| Your goal |
Hand back each record exactly as you find it.

══ Excerpted records

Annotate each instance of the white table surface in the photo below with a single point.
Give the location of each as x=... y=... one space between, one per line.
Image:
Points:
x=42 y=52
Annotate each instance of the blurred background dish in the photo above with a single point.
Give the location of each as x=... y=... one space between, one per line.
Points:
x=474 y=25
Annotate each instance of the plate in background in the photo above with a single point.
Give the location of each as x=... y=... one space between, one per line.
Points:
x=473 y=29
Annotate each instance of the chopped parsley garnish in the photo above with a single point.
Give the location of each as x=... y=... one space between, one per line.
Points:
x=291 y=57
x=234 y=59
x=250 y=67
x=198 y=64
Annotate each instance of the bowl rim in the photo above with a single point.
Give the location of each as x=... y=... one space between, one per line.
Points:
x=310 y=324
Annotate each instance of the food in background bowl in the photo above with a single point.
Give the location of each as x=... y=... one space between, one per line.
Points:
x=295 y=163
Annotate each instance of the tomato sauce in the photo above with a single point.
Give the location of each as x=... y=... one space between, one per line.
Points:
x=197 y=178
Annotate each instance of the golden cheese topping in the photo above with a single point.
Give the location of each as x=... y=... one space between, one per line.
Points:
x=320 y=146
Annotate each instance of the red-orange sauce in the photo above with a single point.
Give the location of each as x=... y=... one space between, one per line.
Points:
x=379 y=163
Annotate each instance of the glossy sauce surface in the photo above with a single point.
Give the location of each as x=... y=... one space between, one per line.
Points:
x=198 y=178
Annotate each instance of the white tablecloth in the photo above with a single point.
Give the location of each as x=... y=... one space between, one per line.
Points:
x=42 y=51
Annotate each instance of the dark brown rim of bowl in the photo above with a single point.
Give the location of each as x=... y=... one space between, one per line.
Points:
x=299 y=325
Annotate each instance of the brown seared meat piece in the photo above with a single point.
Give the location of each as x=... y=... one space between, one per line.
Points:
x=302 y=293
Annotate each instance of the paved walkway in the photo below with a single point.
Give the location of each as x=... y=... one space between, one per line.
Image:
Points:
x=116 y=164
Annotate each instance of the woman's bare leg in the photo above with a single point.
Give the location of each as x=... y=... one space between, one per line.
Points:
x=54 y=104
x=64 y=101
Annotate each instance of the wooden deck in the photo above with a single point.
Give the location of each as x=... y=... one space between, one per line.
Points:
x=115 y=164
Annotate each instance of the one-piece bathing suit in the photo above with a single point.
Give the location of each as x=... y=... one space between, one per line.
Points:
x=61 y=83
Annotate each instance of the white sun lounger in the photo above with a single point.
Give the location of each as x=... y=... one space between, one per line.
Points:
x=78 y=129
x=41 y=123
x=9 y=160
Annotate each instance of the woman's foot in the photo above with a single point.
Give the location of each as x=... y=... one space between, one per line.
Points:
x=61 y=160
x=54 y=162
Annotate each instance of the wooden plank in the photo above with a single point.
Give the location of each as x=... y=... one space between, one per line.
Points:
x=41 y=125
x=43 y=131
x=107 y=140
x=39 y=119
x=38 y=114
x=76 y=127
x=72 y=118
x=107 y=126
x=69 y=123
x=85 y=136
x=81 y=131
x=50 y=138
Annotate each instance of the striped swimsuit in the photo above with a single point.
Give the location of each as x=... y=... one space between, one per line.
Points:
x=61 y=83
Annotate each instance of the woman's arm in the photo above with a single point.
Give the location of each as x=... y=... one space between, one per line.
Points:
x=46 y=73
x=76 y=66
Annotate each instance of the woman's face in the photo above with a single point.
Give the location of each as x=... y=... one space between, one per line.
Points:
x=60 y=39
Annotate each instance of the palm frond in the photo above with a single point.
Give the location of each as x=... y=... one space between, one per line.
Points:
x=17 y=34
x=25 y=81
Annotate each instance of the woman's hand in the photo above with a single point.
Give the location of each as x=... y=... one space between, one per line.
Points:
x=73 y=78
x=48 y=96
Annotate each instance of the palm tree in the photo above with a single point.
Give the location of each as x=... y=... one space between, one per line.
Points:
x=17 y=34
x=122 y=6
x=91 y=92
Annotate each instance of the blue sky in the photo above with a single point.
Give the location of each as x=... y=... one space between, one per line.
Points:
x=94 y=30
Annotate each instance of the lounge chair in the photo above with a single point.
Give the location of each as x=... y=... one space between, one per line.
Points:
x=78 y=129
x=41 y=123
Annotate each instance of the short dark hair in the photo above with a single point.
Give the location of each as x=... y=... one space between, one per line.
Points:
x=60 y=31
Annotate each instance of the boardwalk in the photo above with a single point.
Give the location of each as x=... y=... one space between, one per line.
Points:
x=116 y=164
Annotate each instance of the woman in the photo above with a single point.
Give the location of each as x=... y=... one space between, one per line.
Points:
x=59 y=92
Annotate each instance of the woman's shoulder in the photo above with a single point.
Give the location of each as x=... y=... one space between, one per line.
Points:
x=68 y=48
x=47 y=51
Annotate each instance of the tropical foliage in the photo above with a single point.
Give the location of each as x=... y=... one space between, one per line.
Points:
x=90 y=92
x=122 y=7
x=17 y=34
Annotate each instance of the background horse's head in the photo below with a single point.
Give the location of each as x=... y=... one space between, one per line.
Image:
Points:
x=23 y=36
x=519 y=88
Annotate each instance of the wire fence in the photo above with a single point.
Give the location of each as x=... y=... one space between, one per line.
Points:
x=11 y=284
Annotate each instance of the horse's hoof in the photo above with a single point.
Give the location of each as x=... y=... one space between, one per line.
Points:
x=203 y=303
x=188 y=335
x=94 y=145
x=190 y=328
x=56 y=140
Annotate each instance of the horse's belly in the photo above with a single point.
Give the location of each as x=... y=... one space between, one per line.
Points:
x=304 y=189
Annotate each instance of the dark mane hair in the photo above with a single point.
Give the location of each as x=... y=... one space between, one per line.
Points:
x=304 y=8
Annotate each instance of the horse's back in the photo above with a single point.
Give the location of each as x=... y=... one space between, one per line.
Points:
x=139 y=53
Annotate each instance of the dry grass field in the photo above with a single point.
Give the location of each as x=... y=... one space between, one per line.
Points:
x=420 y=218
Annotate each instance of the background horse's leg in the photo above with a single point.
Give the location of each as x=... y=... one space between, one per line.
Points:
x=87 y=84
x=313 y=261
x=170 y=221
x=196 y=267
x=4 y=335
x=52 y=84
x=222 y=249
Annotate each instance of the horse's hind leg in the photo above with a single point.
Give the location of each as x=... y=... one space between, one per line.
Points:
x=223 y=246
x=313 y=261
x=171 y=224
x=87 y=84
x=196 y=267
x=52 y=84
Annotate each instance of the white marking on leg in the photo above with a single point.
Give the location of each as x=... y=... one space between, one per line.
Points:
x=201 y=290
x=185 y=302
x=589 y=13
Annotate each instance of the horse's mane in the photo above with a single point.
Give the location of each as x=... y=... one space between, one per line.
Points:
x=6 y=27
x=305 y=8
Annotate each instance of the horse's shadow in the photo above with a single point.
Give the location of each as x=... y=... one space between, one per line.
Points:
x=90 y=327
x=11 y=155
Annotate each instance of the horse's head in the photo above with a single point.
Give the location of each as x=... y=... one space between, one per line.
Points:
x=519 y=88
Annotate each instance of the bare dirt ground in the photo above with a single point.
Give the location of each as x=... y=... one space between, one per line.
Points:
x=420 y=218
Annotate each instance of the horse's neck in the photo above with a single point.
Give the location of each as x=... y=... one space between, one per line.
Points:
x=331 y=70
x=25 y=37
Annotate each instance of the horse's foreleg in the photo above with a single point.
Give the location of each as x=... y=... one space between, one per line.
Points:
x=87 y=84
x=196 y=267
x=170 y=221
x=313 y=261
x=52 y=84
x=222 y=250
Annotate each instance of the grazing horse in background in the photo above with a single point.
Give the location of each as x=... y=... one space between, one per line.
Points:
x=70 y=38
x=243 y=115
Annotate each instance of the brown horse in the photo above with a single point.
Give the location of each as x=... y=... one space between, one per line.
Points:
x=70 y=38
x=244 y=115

════

| Result of this task |
Annotate each instance of the white table surface in the photo below with a single point.
Give the location of each as x=... y=... one space between, one per line.
Image:
Points:
x=42 y=52
Annotate each instance of the blurred background dish in the photo above with a single point.
Give the location of each as x=... y=... one space between, one per line.
Points:
x=474 y=25
Annotate each instance of the plate in background in the photo above with a single point.
Give the location of each as x=... y=... one space between, one per line.
Points:
x=473 y=29
Annotate each instance of the chopped parsley garnish in the photo above with a single point.
Give the location of each as x=... y=... one space between, one per line.
Points:
x=291 y=57
x=234 y=59
x=250 y=67
x=198 y=64
Annotate each instance of the bowl rim in the photo above with a single point.
Give the location of each as x=... y=... one space between, one per line.
Points:
x=310 y=324
Annotate each instance of the food in background bowl in the photo above with a single point.
Give the location of each as x=... y=... one space between, one per line.
Points:
x=295 y=163
Annotate each instance of the tomato sauce in the photo above with a single point.
Give the location of each as x=... y=... one space between, one per line.
Points:
x=197 y=178
Annotate each instance of the golden cheese topping in the photo above with a single point.
Give the location of each as x=... y=... one space between, one per line.
Points:
x=320 y=146
Annotate each instance of the red-orange sauce in the photo above with a single point.
Give the location of each as x=... y=... one space between, one per line.
Points:
x=379 y=163
Annotate each instance of the glossy sauce surface in the photo above with a single point.
Give the location of each as x=... y=... one space between, one per line.
Points:
x=198 y=178
Annotate each instance of the white tablecloth in the photo above with a single point.
Give the location of each as x=... y=... one space between, one per line.
Points:
x=42 y=51
Annotate each instance of the dark brown rim of bowl in the photo above with a single point.
Give the location of each as x=... y=... one space between, one per line.
Points:
x=299 y=325
Annotate each instance of the brown seared meat piece in the photo above with a single point.
Give the location of each as x=... y=... one space between, one per line.
Points:
x=302 y=293
Annotate each instance of the paved walkway in the photo below with a single point.
Give the location of each as x=... y=... one space between, one per line.
Image:
Points:
x=116 y=164
Annotate each instance of the woman's bare leg in the photo above with a single point.
Give the location of each as x=... y=... one space between, one per line.
Points:
x=54 y=104
x=64 y=101
Annotate each instance of the wooden deck in the photo above with a single point.
Give the location of each as x=... y=... one space between, one per line.
Points:
x=115 y=164
Annotate each instance of the one-piece bathing suit in the photo above with a single point.
Give the location of each as x=... y=... one space between, one per line.
Points:
x=61 y=83
Annotate each instance of the white sun lounger in the photo above with a single point.
Give the location of each as x=... y=... one space between, one per line.
Points:
x=78 y=129
x=41 y=123
x=9 y=160
Annotate each instance of the woman's foot in the photo above with a single point.
Give the location of each as x=... y=... one space between, one per line.
Points:
x=61 y=160
x=54 y=162
Annotate each instance of the wooden plank in the photo above with a single point.
Give the location of each as x=... y=... one space between, one per line.
Points:
x=41 y=125
x=43 y=131
x=107 y=140
x=39 y=119
x=38 y=114
x=76 y=127
x=72 y=118
x=107 y=126
x=69 y=123
x=85 y=136
x=81 y=131
x=50 y=138
Annotate each instance of the striped swimsuit in the photo above with a single point.
Give the location of each as x=... y=... one space between, one per line.
Points:
x=61 y=83
Annotate each instance of the woman's arm in the photo above with a single point.
Give the location of each as x=... y=... one space between, one per line.
Points:
x=46 y=73
x=76 y=66
Annotate each instance of the woman's face in the photo above with a single point.
Give the location of each as x=... y=... one space between, one per line.
Points:
x=60 y=39
Annotate each instance of the palm frond in the photo above with a single point.
Give the location of each as x=... y=... one space between, one per line.
Points:
x=17 y=34
x=25 y=81
Annotate each instance of the woman's hand in the photo above with a single point.
Give the location of each as x=... y=... one space between, one per line.
Points:
x=73 y=78
x=48 y=96
Annotate each instance of the palm tree in the photo above with a single point.
Give the location of each as x=... y=... one space between, one per line.
Points:
x=17 y=34
x=122 y=6
x=91 y=92
Annotate each instance of the blue sky in the photo above with a single point.
Give the location of each as x=... y=... one space between, one per line.
Points:
x=94 y=30
Annotate each instance of the lounge chair in the photo above with a single point.
Give the location of each as x=... y=... one space between, one per line.
Points:
x=78 y=129
x=41 y=123
Annotate each instance of the short dark hair in the photo above with a single point.
Give the location of each as x=... y=... one space between, one per line.
Points:
x=60 y=31
Annotate each instance of the boardwalk in the photo above with a single point.
Give the location of each as x=... y=... one space between, one per line.
Points:
x=116 y=164
Annotate each instance of the woman in the photo above with a single point.
Give the location of each as x=... y=... one space between, one per line.
Points:
x=59 y=92
Annotate each instance of the woman's shoulder in the photo above with a single point.
Give the location of each as x=... y=... one space between, one per line.
Points:
x=68 y=48
x=47 y=51
Annotate each instance of the tropical foliage in the photo above with a single point.
Give the location of each as x=... y=... one space between, one per line.
Points:
x=90 y=92
x=122 y=7
x=17 y=34
Annotate each instance of the background horse's head in the photo below with a single point.
Give the location of each as x=... y=... one space between, one per line.
Image:
Points:
x=23 y=36
x=519 y=88
Annotate each instance of the wire fence in the photo above with a single point.
Give the location of each as x=... y=... one space between, one per line.
Points:
x=11 y=284
Annotate each instance of the horse's hoof in the photo above with a single point.
Give the location of each as x=... y=... one space between, one per line.
Points:
x=203 y=303
x=188 y=335
x=94 y=145
x=190 y=328
x=56 y=140
Annotate each instance of the horse's belly in the photo above with a single point.
Give the location of each as x=... y=... one space between, one per line.
Points:
x=304 y=189
Annotate each instance of the dark mane hair in the photo above with a single point.
Give the location of each as x=... y=... one space between, one per line.
Points:
x=304 y=8
Annotate each instance of the horse's back in the photo above with a single point.
Give the location of each as x=... y=... one space between, one per line.
Points:
x=139 y=53
Annotate each instance of the dry grass field in the photo above with a single point.
Give the location of each as x=... y=... one space between, one per line.
Points:
x=420 y=218
Annotate each instance of the background horse's leg in the photo above with a single point.
Give the location of each as x=... y=... one space between, one per line.
Points:
x=87 y=84
x=313 y=261
x=170 y=221
x=196 y=267
x=4 y=335
x=52 y=84
x=222 y=249
Annotate each instance of the horse's hind leg in the photo above with a single point.
Give the location of each as x=... y=... one space between, one per line.
Points:
x=223 y=246
x=313 y=261
x=171 y=224
x=87 y=84
x=196 y=267
x=52 y=84
Annotate each instance of the white marking on leg in the photo above with a single point.
Give the location of each as x=... y=... one space between, one per line.
Points:
x=201 y=290
x=185 y=302
x=589 y=13
Annotate each instance of the horse's mane in the photo above with a single point.
Give the location of each as x=... y=... one space between, one per line.
Points:
x=6 y=27
x=305 y=8
Annotate each instance of the horse's shadow in the photo above with a single point.
Give the location of each as x=... y=... one space between, one per line.
Points:
x=90 y=327
x=11 y=155
Annotate each instance of the horse's head in the photo above with a single point.
Give the location of each as x=... y=... one space between, one per line.
Points:
x=519 y=88
Annotate each instance of the bare dirt ground in the photo above with a single point.
Give the location of each as x=... y=... one space between, one per line.
Points:
x=420 y=218
Annotate each instance of the horse's neck in the photo above with a single point.
Give the location of each as x=... y=... one space between, one per line.
Points:
x=331 y=70
x=25 y=37
Annotate each instance of the horse's foreleg in the photo above with a single point.
Give the location of each as x=... y=... one space between, one per line.
Points:
x=87 y=84
x=196 y=267
x=170 y=221
x=313 y=261
x=52 y=84
x=222 y=250
Annotate each instance of the grazing horse in background in the photo above with a single point.
Give the location of each as x=... y=... one space between, one per line.
Points:
x=70 y=38
x=243 y=115
Annotate each instance of the brown horse in the photo above with a single point.
Give the location of each as x=... y=... one space between, one per line.
Points:
x=70 y=38
x=244 y=115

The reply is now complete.